_Directions_.
In the excerpt below, reproduce verbatim every line from the one containing "Each instance receives one point. Annotate the woman's forearm" down to the one containing "[[1180, 819], [148, 773], [1217, 316]]", both lines included. Omit the pictures from your copy.

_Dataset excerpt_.

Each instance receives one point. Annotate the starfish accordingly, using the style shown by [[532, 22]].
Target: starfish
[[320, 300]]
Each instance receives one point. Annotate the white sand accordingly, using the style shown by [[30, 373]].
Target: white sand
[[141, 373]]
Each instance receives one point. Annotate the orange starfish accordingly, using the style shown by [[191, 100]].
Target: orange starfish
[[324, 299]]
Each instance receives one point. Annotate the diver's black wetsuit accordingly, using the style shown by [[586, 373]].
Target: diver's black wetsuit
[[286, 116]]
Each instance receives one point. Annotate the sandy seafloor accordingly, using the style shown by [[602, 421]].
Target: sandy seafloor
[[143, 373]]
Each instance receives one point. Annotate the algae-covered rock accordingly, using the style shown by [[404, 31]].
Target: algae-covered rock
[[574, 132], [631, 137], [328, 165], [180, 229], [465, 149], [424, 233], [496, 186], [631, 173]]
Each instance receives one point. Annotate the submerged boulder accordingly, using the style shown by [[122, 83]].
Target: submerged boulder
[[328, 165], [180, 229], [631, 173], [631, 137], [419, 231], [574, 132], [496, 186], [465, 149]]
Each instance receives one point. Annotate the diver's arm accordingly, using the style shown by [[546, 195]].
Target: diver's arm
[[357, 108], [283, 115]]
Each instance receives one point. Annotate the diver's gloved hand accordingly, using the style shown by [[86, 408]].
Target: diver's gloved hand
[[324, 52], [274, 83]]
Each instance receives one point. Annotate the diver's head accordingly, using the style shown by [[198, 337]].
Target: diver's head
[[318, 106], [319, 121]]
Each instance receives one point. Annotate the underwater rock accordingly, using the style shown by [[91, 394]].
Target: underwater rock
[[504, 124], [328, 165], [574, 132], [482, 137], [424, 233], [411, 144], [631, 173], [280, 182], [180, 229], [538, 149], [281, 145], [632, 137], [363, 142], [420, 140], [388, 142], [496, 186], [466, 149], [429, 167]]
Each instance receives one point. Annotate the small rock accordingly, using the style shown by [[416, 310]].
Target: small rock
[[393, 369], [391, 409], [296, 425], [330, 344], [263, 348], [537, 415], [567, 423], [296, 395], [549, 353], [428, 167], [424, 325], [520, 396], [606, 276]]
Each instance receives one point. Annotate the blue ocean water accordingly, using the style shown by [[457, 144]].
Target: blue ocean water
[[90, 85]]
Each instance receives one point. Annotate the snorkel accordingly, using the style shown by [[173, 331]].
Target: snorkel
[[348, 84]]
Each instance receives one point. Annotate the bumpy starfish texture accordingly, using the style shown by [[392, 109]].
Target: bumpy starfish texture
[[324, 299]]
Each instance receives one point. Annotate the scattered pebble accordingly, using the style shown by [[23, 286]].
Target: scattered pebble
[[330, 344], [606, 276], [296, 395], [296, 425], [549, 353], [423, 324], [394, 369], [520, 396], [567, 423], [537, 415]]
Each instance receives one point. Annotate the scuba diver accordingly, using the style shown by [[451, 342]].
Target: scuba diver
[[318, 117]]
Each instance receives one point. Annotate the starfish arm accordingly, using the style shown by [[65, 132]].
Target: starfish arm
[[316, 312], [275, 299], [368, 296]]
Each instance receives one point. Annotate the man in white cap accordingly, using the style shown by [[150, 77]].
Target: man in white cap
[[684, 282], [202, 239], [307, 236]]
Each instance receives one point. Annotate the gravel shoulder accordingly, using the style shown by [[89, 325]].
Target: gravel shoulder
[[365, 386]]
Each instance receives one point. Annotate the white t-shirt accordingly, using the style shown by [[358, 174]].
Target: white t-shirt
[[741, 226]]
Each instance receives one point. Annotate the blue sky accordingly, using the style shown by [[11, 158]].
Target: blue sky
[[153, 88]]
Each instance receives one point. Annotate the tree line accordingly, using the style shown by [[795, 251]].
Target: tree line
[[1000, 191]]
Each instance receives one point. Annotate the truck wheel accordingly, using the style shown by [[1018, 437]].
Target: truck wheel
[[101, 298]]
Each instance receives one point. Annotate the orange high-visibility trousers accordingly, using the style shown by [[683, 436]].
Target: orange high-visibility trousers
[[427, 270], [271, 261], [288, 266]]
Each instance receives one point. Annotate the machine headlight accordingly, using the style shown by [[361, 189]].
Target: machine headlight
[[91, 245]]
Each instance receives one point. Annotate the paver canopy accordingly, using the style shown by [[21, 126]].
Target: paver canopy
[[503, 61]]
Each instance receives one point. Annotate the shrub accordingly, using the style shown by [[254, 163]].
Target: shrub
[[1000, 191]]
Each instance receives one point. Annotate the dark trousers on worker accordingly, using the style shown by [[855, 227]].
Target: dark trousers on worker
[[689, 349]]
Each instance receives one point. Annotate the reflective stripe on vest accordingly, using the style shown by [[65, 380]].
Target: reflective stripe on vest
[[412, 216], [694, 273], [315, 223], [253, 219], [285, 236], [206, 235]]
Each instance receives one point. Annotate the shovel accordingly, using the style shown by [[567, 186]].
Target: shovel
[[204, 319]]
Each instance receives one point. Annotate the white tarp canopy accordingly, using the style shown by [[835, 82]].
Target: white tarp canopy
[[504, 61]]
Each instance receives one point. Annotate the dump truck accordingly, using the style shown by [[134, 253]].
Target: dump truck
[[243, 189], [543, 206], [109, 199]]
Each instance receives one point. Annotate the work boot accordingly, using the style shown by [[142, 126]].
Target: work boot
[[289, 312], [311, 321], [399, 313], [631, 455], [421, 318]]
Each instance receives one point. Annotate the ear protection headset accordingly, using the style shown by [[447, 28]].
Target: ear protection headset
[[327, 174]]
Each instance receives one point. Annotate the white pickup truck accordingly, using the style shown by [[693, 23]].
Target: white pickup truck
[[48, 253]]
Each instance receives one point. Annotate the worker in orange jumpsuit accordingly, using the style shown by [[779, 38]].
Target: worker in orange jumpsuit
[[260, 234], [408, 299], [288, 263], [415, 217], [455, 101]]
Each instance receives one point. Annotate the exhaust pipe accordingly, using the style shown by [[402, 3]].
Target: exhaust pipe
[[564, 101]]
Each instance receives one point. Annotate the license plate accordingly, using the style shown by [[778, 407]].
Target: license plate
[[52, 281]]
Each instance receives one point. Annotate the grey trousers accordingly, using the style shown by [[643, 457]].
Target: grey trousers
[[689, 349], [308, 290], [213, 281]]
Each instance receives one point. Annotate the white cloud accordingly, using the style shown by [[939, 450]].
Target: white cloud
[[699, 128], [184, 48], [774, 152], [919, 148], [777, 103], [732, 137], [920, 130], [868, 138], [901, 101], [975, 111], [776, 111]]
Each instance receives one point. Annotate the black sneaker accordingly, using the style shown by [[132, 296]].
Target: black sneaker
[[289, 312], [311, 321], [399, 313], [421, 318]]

* * *

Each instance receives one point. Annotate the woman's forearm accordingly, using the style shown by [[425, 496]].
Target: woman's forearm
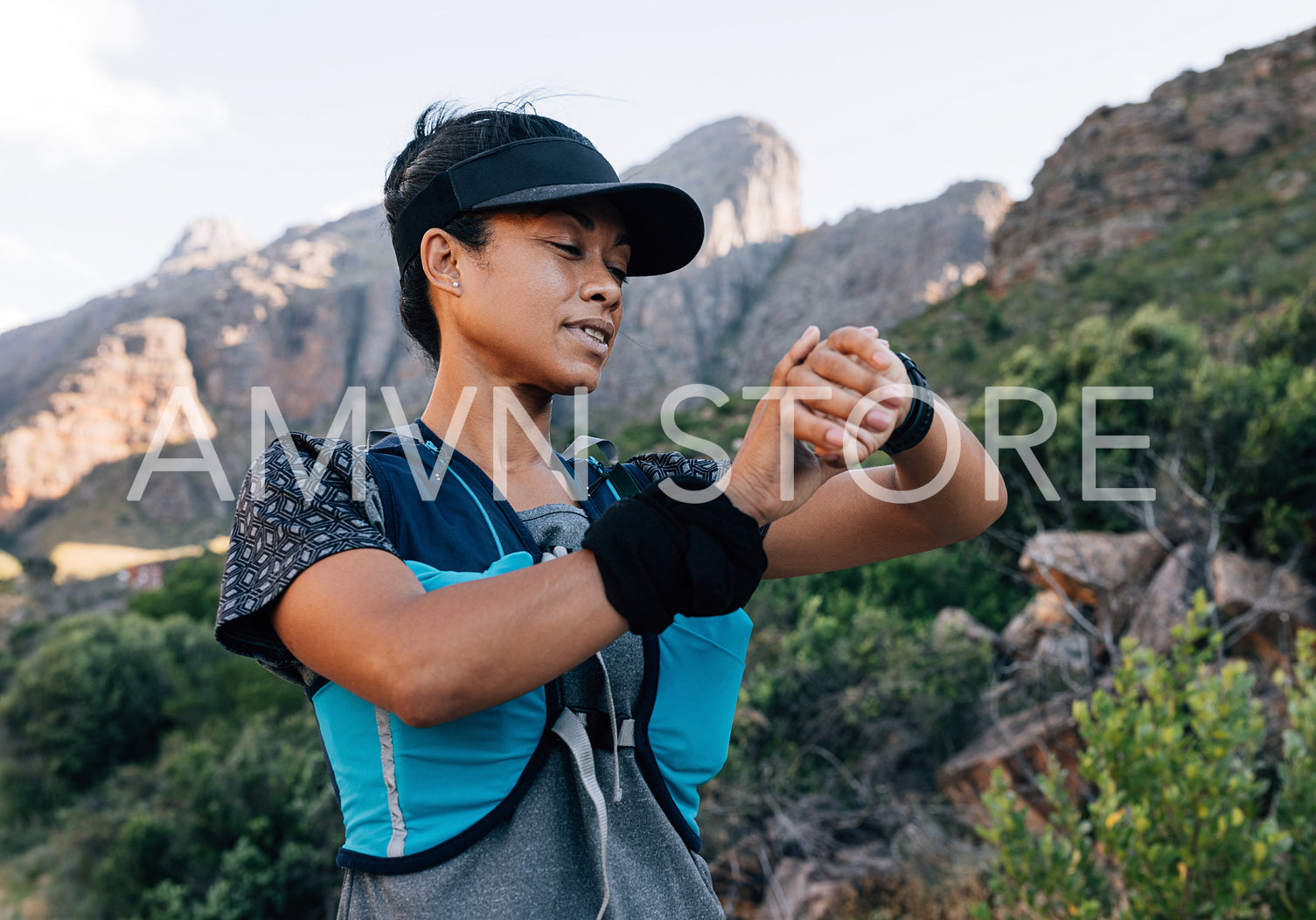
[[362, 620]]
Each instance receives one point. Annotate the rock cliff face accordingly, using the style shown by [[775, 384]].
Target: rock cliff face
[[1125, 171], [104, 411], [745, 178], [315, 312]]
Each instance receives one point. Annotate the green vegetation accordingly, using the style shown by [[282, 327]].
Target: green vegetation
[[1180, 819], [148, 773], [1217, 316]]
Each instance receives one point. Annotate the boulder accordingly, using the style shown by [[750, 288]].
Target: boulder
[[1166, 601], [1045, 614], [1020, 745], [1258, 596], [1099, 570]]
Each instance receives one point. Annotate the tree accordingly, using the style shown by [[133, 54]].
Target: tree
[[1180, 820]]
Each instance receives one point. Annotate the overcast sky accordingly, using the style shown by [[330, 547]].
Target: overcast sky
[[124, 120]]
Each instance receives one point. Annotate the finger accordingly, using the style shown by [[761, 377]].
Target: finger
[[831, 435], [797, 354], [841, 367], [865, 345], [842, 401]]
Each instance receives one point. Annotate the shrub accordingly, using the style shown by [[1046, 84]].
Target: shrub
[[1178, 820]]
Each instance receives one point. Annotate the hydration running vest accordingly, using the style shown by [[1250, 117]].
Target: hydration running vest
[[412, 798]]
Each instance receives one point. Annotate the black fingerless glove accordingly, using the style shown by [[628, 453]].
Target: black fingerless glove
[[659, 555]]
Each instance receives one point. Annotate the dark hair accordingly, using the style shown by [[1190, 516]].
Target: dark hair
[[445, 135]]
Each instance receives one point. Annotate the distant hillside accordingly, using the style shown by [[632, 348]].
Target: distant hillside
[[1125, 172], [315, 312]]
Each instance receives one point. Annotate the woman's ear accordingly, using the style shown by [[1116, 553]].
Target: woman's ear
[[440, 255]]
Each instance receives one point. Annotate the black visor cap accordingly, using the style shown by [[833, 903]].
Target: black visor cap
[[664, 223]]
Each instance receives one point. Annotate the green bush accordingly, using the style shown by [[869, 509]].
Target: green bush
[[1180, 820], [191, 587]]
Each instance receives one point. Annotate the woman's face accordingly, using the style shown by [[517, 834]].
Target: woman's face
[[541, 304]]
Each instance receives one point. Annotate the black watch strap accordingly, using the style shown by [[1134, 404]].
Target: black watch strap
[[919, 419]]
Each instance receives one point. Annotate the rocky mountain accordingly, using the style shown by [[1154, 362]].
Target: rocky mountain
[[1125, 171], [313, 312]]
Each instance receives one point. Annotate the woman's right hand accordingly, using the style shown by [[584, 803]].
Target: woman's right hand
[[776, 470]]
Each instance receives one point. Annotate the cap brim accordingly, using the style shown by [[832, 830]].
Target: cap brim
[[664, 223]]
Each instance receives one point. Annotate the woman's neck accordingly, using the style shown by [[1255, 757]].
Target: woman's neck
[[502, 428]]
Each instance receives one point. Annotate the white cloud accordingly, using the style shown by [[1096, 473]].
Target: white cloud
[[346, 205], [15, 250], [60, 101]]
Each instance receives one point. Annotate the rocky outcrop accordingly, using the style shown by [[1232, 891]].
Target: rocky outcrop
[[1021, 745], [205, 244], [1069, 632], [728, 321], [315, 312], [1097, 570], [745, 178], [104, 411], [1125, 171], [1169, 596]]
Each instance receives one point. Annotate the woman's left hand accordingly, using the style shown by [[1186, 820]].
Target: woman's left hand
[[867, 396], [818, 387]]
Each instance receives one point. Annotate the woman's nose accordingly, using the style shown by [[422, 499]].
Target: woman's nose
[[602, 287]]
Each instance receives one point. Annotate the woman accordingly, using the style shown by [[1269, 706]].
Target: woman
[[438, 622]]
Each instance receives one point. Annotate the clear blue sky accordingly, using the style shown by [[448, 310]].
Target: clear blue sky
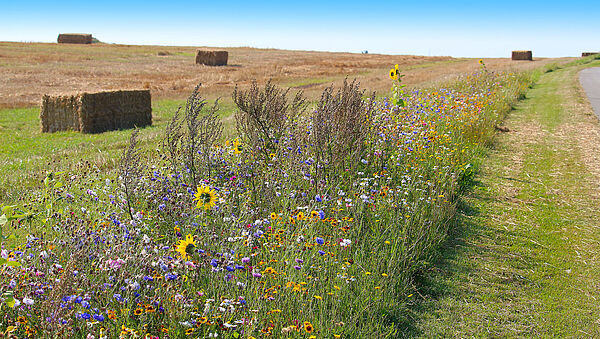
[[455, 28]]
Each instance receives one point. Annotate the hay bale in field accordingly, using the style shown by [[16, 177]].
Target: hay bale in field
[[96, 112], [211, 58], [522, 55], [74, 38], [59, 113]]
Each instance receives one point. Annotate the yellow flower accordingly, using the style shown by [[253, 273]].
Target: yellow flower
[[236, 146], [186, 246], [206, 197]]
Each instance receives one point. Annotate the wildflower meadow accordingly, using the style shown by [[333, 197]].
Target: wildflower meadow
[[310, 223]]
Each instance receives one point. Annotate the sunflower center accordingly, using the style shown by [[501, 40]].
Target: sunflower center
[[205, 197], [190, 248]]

_Result of the exercise_.
Each instance receives one point. Annotate the woman's forearm accordingly, using the style shown by [[425, 496]].
Target: woman's forearm
[[362, 620]]
Each instance receives one point. Annotate the rock cliff face accordingly, using the style shown by [[775, 384]].
Target: rock cliff face
[[1125, 171], [104, 411], [745, 178], [315, 312]]
Each instance receives one point. Annotate the green vegetation accordingly, using the style shown by [[282, 327]].
Target: green vegetation
[[1180, 819], [148, 773], [1217, 316]]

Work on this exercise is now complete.